## start RECORDS FOR THIS TASK

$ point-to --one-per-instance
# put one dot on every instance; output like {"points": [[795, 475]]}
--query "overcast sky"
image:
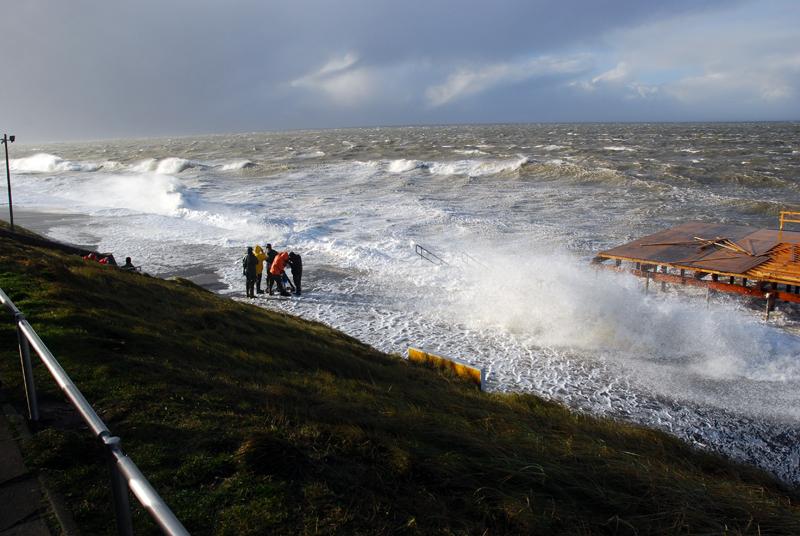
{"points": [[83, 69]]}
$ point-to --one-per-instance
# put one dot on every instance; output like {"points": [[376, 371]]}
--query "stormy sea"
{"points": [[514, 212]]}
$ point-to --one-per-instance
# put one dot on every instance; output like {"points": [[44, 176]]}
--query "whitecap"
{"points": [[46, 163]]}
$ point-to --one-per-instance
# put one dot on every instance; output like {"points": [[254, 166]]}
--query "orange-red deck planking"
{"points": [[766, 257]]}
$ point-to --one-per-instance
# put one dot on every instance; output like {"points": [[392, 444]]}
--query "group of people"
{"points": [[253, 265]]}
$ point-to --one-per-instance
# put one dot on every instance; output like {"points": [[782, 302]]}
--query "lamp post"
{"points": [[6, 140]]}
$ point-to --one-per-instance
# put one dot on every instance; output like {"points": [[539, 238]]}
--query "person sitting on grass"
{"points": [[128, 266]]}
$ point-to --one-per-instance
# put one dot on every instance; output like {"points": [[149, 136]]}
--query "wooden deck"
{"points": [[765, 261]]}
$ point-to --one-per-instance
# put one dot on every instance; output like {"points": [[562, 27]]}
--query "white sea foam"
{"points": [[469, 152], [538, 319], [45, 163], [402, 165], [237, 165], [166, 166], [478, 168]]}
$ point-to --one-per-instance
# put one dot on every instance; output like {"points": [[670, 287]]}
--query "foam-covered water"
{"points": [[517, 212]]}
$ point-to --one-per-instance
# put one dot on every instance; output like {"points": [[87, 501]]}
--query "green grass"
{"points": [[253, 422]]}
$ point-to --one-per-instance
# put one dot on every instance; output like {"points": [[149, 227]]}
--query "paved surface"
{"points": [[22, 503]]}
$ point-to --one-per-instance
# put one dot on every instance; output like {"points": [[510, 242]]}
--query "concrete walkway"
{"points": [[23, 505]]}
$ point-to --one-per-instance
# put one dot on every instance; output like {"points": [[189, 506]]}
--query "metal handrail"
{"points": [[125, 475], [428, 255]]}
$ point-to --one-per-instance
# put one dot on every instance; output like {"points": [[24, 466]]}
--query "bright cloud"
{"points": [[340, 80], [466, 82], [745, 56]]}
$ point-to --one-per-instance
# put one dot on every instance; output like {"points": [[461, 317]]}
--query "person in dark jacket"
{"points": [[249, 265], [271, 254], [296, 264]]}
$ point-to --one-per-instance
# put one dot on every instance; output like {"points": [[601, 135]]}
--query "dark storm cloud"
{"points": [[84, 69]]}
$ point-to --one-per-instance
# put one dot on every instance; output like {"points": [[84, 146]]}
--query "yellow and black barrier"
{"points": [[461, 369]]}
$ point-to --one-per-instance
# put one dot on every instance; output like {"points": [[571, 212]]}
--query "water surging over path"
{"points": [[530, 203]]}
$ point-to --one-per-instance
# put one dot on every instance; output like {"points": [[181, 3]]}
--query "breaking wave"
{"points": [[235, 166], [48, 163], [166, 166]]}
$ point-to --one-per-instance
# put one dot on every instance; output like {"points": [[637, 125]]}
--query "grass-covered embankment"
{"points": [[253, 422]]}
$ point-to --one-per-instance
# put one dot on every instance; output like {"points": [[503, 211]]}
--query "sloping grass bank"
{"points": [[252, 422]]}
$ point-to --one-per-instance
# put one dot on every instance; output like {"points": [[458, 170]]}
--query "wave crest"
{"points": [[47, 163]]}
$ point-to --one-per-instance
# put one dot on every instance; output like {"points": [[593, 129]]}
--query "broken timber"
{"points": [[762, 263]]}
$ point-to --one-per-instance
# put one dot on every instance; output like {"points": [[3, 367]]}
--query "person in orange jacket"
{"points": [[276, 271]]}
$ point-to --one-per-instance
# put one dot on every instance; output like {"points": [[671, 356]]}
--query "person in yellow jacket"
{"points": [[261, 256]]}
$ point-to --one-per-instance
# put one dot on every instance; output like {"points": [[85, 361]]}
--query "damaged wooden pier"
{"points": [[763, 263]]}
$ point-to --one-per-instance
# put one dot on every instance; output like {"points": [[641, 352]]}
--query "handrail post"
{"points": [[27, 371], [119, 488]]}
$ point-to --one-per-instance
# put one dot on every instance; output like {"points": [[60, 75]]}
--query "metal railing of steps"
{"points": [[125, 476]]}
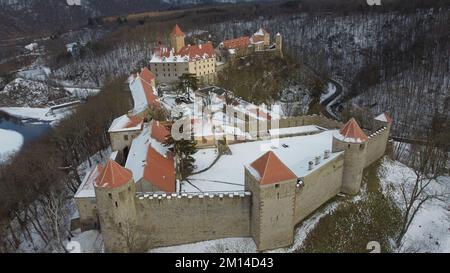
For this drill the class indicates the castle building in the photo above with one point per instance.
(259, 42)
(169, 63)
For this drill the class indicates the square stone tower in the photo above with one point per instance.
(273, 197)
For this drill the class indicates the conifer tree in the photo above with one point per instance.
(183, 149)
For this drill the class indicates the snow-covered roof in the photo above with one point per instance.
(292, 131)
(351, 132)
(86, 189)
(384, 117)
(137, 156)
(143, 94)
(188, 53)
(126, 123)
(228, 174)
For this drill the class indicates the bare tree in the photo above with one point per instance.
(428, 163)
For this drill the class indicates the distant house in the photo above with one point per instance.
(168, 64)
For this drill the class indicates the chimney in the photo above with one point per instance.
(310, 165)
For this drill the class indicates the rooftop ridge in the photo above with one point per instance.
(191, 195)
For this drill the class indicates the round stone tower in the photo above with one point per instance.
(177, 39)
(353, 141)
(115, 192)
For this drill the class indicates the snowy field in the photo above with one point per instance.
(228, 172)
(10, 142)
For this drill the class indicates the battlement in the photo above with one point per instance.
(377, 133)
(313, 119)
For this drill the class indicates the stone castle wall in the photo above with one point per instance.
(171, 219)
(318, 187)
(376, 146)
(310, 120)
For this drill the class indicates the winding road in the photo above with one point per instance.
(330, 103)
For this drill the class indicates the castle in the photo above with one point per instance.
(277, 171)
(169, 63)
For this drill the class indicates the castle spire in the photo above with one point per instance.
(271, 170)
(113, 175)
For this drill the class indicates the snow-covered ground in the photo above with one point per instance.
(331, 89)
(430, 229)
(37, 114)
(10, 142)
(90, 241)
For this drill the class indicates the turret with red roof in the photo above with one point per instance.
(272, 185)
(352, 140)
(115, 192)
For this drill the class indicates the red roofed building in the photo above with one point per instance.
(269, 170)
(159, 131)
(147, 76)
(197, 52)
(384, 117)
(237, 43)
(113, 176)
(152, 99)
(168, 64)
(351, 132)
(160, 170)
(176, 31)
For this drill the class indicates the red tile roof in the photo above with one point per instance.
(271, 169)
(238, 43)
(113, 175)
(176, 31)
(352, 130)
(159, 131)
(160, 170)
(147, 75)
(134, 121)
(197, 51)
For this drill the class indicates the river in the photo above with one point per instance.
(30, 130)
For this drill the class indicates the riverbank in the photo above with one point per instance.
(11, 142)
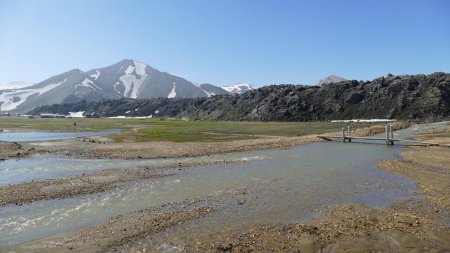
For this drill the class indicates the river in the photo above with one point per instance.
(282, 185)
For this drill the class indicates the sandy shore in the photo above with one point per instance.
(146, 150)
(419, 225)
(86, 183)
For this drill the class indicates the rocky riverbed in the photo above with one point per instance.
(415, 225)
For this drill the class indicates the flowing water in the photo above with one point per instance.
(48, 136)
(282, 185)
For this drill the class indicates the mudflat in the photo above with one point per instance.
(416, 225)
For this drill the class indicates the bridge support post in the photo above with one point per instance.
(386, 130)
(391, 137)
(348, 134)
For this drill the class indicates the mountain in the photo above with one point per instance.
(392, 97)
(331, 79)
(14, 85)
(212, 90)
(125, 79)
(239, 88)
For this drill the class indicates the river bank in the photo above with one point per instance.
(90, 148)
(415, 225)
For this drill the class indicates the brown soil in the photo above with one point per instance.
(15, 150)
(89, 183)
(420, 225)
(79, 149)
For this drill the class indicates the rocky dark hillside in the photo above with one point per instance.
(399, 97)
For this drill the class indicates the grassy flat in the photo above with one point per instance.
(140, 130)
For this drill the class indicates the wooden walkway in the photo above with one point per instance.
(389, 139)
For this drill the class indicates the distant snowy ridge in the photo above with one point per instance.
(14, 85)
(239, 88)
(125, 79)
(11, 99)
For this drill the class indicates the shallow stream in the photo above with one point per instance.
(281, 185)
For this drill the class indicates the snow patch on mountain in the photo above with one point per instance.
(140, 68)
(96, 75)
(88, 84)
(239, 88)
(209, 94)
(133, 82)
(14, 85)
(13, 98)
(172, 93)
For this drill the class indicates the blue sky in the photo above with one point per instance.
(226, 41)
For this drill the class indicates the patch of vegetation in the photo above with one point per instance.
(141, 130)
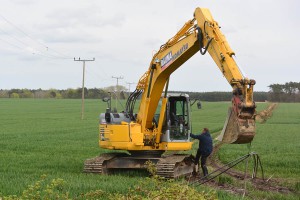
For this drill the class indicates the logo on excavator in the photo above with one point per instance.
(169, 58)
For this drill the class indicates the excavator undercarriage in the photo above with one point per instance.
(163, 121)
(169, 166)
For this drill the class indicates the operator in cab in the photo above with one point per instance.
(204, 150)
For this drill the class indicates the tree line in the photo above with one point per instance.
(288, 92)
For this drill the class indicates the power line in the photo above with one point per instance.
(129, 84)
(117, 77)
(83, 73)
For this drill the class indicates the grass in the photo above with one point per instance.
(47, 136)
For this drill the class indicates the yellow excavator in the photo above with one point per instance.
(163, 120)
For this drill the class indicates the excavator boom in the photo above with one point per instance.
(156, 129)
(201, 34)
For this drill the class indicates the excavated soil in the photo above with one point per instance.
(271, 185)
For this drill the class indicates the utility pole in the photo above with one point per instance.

## end RECORDS FOR THIS TASK

### GOAL
Take the lines from the one containing "For this drill the class indicates the power" to the last line of the material above and write them out exactly.

### FULL OUTPUT
For this drill the class indicates the power line in the photo above with one point per instance.
(129, 84)
(117, 77)
(83, 73)
For this drill the class indicates the grass in the photo above with one point per instance.
(47, 136)
For this drill the class indicates the yellow excavator in the photo above with one point per instance.
(163, 120)
For this drill the class indicates the excavator boom in the photo above with one point per instance.
(156, 129)
(201, 34)
For this drill the class indicates the excavated soil in the photo above with one point per instance.
(271, 185)
For this drill the class indicates the utility pole in the photo above with one point per instance.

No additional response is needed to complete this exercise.